#### Brief A
List every line in the records that contains the word "table", and treat uppercase and lowercase letters as different.

#### Source extract

○ ○ ○ ○ ○

That's a great test...the presence of the "Flickr Interesting" folder is a dead giveaway, since only the HD viewer shows this. *If you don't see "Flickr Interesting", you aren't running the HD viewer.*

If the 720p that results from "native mode" video output is a concern, try setting your video output to 1080i Fixed instead. Personally, I can see no difference between 720p and 1080i on my 50" plasma, but YMMV.

martymart: I'm curious how you found "heavy artifacting" using the HD viewer. I don't see any artifacting at all (but definitely "heavy artifacting" in the old SD viewer).


----------



## morac (Mar 14, 2003)

The new photo viewer runs at 720p (which is a HD format). If your TV is a 1080i/1080p TV, then the TV will upscale the image to 1080 (i or p is irrelevant since it's a static image).

This means that if the image you are viewing has a resolution higher than 1280x720 than the image will be shrunk by the TiVo (or TiVo Desktop) to fit on the screen. If it's less than 1280x720, then it is displayed actual size.

FWIW, I have a 1080p TV and there is a noticeable increase in quality between the old image viewer and the new HME based image viewer.


----------



## Saxion (Sep 18, 2006)

morac said:


> The new photo viewer runs at 720p (which is a HD format).


Actually, the HD photo viewer will run at whatever resolution the TiVo user interface is set for (720p or 1080i). If you set your Video Output Format to 1080i Fixed, the HD viewer will run at that resolution. Again, I see no appreciable difference with the HD photo viewer running at 720p vs 1080i on my display (even when displaying 8MP photos), but YMMV.

○ ○ ○ ○ ○

#### Records supplied
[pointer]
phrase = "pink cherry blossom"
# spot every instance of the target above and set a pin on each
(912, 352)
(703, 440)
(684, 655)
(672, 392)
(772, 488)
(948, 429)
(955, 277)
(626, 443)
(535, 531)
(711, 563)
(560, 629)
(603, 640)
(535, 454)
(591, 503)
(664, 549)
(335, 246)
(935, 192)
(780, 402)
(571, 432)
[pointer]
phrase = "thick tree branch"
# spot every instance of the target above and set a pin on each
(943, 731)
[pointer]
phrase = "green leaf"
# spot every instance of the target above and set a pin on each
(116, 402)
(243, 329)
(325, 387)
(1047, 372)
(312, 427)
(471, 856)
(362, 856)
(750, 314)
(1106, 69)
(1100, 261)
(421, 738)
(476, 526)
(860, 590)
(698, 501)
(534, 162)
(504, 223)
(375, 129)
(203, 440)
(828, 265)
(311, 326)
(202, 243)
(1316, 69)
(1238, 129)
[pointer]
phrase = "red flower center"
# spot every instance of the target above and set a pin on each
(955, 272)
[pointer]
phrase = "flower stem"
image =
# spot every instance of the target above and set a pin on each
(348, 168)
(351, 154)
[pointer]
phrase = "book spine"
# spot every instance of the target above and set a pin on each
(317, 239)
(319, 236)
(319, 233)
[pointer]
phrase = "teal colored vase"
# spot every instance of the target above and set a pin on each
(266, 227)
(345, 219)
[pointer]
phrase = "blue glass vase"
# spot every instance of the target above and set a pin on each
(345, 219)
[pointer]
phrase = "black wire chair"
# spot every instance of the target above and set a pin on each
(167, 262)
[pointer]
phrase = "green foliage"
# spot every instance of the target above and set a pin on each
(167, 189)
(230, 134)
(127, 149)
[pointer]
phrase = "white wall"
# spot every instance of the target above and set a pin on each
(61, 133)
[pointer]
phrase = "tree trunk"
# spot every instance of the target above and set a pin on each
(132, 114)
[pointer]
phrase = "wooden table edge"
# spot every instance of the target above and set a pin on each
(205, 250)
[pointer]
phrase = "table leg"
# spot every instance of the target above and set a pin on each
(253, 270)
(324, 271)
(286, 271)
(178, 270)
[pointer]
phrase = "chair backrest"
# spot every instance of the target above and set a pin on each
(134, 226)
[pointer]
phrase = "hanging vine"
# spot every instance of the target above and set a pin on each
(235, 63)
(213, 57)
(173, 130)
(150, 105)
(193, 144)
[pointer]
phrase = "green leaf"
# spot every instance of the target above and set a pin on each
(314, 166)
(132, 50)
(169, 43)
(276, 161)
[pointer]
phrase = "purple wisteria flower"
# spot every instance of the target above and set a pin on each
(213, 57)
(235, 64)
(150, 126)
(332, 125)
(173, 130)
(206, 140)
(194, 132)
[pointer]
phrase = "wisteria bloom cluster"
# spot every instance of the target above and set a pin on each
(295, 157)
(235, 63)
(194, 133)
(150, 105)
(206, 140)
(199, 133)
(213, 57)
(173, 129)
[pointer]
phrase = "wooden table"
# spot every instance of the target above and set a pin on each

○ ○ ○ ○ ○

#### Brief B
From the thread about the TiVo photo viewer, return the passage starting with "## morac (Mar" and going on through "based image viewer.", copied word for word.

#### Correct response A
phrase = "wooden table edge"
phrase = "table leg"
phrase = "wooden table"

#### Correct response B
## morac (Mar 14, 2003)

The new photo viewer runs at 720p (which is a HD format). If your TV is a 1080i/1080p TV, then the TV will upscale the image to 1080 (i or p is irrelevant since it's a static image).

This means that if the image you are viewing has a resolution higher than 1280x720 than the image will be shrunk by the TiVo (or TiVo Desktop) to fit on the screen. If it's less than 1280x720, then it is displayed actual size.

FWIW, I have a 1080p TV and there is a noticeable increase in quality between the old image viewer and the new HME based image viewer.